Заканчивалась одна ягода - начиналась другая. За ягодой ходили все женщины и дети, кроме бабушки.


        Бабушка.

     Бабушка была моим любимым человеком на земле, сколько я себя помню. Помню её ласковые мягкие руки, обнимающие меня и гладящие по голове, когда я, от вечного избытка чувств, радостных или горестных, со всего бега врезалась ей в живот, крепко прижавшись, обняв и вдыхая милый бабушкин запах. Отщебетавшись или отревевшись, обласканная руками и глазами, я уносилась дальше по своим многочисленным важным делам. И так и носилась, всегда бегом, всегда в движении, всегда куда-то залезая наверх или через, или вглубь, придумывая всяческие проказы и нервируя вокруг себя всех. Кроме бабушки и дедушки. То ли это было хорошее знание психологии детской вообще и моей, неугомонного ребенка, (теперь бы сказали - гиперактивного), в частности. То ли крепкое упование на Бога, что он сохранит дитя, сопровождаемое молитвой, на всех его путях. Но бабушка была единственным человеком,  кого я не нервировала, и который меня никогда не ругал. Что это было? Родство душ? Или жизненная мудрость? Наверно, и то, и другое.
   Я родилась 29 апреля.Мама оставила меня у бабушки через четыре месяца после рождения на весь учебный год, так как работала учителем физики и математики в школе в военном городке в Польше, где служил папа после окончания Военной Академии в Ленинграде. Когда следующим летом родители приехали в деревню, я спряталась у бабушки в подоле и боялась подойти к маме.

▸ **ЗАДАНИЕ 1**
Переведите на английский язык предложение из фрагмента о бабушке: «Бабушка была моим любимым человеком на земле, сколько я себя помню».
▸ **ЗАДАНИЕ 2**
Замените во фрагменте о бабушке "Польше" на "Германии" и приведите участок текста от "Я родилась 29" до "подойти к маме." включительно.
▸ **ЗАДАНИЕ 3**
Выпишите из фрагмента о бабушке все предложения, которые заканчиваются вопросительным знаком.

▸ **ИСХОДНЫЕ ДАННЫЕ**
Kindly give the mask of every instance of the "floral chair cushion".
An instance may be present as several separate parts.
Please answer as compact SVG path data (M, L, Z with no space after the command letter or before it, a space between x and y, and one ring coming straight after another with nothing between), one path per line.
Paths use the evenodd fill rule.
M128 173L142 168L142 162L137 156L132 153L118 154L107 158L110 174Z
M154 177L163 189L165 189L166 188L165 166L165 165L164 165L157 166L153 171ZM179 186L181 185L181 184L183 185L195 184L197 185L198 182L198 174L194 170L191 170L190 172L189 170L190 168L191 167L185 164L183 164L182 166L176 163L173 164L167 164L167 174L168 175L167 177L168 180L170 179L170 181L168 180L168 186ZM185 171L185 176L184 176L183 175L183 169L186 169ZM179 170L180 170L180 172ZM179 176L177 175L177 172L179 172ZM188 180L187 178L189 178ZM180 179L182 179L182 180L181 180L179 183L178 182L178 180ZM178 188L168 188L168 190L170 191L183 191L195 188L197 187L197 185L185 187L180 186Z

* * *

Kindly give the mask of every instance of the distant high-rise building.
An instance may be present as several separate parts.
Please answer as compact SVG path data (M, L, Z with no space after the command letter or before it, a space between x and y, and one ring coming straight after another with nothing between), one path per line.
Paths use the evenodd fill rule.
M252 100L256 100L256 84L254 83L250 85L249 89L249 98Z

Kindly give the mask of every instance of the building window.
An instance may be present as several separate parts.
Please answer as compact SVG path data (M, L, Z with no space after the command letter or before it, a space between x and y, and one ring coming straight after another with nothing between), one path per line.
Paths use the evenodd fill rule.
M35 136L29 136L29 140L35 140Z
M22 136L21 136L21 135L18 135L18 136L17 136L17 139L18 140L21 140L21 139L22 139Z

▸ **РЕЗУЛЬТАТ ВЫПОЛНЕНИЯ 1**
For as long as I can remember, my grandmother was my favorite person on earth.

▸ **РЕЗУЛЬТАТ ВЫПОЛНЕНИЯ 2**
Я родилась 29 апреля.Мама оставила меня у бабушки через четыре месяца после рождения на весь учебный год, так как работала учителем физики и математики в школе в военном городке в Германии, где служил папа после окончания Военной Академии в Ленинграде. Когда следующим летом родители приехали в деревню, я спряталась у бабушки в подоле и боялась подойти к маме.

▸ **РЕЗУЛЬТАТ ВЫПОЛНЕНИЯ 3**
Что это было?
Родство душ?
Или жизненная мудрость?